-- BEGIN Given data --

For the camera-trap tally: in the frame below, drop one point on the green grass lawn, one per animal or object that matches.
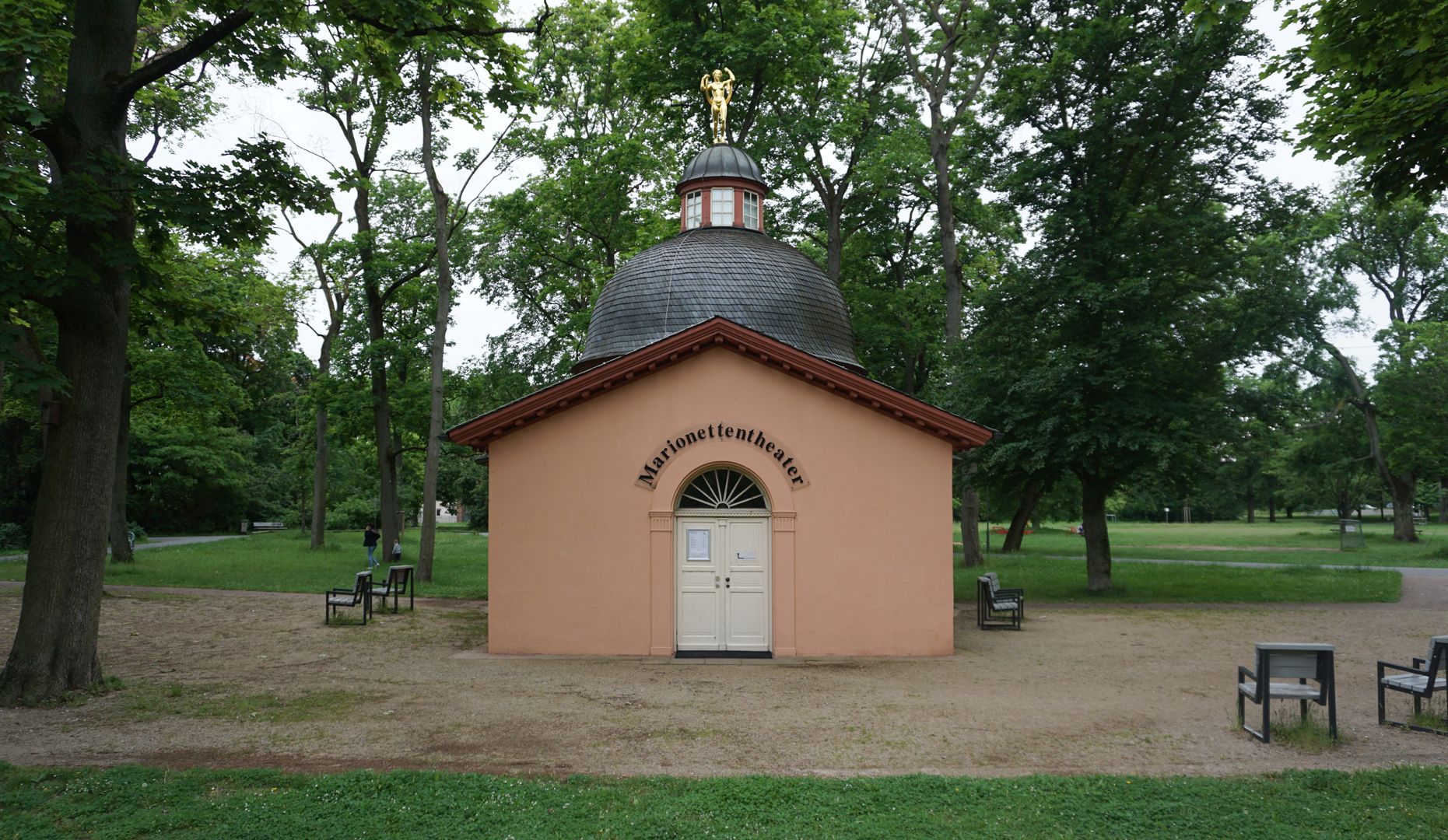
(1057, 579)
(282, 562)
(267, 804)
(1285, 541)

-- END Given data --

Retype all of the material above word for word, leaving out the pictures.

Expected output —
For the camera-trap tally: in the frame below, drop one point on the green grass lawn, one per animal or object that matches.
(1057, 579)
(282, 562)
(267, 804)
(1285, 541)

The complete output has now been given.